## TASK INPUT
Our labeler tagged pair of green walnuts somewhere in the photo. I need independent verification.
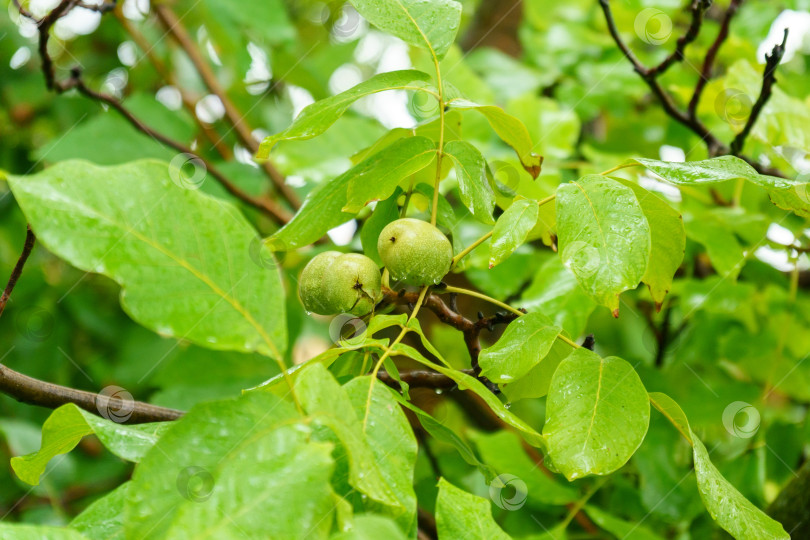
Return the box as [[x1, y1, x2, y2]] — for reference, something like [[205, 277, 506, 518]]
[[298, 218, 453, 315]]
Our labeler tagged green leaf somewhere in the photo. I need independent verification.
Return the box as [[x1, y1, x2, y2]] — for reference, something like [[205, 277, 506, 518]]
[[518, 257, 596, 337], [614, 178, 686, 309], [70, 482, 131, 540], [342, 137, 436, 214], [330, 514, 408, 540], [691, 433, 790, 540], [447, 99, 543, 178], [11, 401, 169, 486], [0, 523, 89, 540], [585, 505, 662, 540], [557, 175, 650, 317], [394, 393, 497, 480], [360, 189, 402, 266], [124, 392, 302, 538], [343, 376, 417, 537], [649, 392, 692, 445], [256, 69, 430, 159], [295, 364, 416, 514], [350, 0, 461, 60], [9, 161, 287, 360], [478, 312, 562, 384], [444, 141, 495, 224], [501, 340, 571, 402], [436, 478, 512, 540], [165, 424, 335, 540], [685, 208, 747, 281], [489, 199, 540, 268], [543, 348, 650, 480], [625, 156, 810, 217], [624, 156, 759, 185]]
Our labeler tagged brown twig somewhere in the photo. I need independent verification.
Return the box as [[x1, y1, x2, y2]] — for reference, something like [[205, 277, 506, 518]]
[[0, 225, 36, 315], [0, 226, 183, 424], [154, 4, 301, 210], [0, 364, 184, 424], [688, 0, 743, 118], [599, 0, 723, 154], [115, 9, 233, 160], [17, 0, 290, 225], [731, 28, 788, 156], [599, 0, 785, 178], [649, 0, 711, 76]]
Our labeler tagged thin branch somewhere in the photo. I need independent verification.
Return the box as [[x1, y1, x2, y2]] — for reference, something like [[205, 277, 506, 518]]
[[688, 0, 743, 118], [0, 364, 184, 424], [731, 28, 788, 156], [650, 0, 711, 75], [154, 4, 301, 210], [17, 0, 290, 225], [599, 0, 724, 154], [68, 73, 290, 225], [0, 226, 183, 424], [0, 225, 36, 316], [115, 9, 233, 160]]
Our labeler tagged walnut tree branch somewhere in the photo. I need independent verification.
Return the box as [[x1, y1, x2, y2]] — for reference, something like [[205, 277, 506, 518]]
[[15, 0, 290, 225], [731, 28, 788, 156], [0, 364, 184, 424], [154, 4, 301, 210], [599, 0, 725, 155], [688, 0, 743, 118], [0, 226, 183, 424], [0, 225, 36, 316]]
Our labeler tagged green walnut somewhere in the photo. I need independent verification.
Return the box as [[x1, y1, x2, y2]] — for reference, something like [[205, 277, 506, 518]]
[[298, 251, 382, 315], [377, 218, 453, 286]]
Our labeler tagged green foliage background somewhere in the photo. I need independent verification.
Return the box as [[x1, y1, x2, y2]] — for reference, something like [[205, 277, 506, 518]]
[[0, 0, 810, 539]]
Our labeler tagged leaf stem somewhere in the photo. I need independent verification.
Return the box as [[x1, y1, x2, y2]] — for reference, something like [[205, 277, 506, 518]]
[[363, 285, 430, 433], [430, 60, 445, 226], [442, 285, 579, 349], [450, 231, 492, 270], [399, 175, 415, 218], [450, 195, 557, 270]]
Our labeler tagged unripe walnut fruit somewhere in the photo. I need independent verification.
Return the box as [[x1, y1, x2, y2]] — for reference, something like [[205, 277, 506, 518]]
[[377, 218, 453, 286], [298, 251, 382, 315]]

---

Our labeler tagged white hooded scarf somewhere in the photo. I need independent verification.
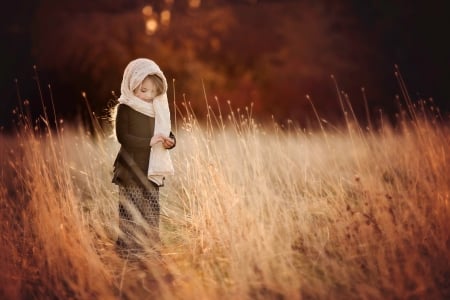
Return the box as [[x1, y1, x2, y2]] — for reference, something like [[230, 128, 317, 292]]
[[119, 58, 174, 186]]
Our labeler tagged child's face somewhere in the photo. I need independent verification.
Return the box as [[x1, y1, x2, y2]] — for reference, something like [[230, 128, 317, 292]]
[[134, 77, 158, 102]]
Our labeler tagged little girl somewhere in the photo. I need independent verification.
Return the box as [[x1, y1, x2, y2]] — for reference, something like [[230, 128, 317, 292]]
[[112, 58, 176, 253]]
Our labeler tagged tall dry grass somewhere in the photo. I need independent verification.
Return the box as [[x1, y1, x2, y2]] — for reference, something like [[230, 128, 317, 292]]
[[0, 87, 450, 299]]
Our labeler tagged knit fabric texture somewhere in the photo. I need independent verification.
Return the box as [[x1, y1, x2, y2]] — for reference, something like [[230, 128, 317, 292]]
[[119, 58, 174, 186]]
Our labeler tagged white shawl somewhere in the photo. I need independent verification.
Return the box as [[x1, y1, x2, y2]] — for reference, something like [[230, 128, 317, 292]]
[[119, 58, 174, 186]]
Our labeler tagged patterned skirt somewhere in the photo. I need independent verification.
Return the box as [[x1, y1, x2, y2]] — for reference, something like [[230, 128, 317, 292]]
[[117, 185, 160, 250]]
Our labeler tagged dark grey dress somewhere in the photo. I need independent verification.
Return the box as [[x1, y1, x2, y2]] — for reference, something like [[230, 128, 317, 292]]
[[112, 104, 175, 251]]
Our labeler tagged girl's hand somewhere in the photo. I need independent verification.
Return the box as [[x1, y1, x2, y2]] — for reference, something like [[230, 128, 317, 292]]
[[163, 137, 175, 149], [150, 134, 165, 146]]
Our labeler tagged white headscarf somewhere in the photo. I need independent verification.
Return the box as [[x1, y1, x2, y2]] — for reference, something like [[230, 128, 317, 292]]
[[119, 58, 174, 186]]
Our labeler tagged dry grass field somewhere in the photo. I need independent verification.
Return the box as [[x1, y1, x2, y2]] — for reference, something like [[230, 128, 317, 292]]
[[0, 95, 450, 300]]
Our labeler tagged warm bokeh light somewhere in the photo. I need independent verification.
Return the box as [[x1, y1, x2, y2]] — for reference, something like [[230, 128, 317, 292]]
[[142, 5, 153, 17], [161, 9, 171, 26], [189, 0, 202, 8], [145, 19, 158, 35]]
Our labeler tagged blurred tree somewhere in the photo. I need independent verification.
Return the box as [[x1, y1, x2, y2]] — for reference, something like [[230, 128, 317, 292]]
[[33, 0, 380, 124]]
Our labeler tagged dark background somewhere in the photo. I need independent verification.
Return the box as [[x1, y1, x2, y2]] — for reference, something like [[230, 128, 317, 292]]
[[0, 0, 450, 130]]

## GIVEN INSTRUCTION
Copy the lines from the one with "Our labeler tagged girl's" to the one with "[[0, 95, 450, 300]]", requests included, and increase every box coordinate in the answers by 112.

## CORRECT RESULT
Our labeler tagged girl's hand somewhere in the photo. I need independent verification.
Return the box as [[x1, y1, x2, y2]] — for reference, something like [[230, 128, 317, 292]]
[[275, 249, 287, 261], [262, 246, 277, 258]]
Our labeler tagged white headscarf somewhere in the photo. I need independent verification.
Return the box as [[x1, y1, x2, y2]] — for reference, something like [[230, 128, 317, 292]]
[[231, 170, 286, 298]]
Our labeler tagged dry grass field somewhere in the photo. I need independent verification.
Return the box as [[x1, y1, x2, y2]] — for reference, something like [[230, 128, 317, 292]]
[[112, 207, 562, 412]]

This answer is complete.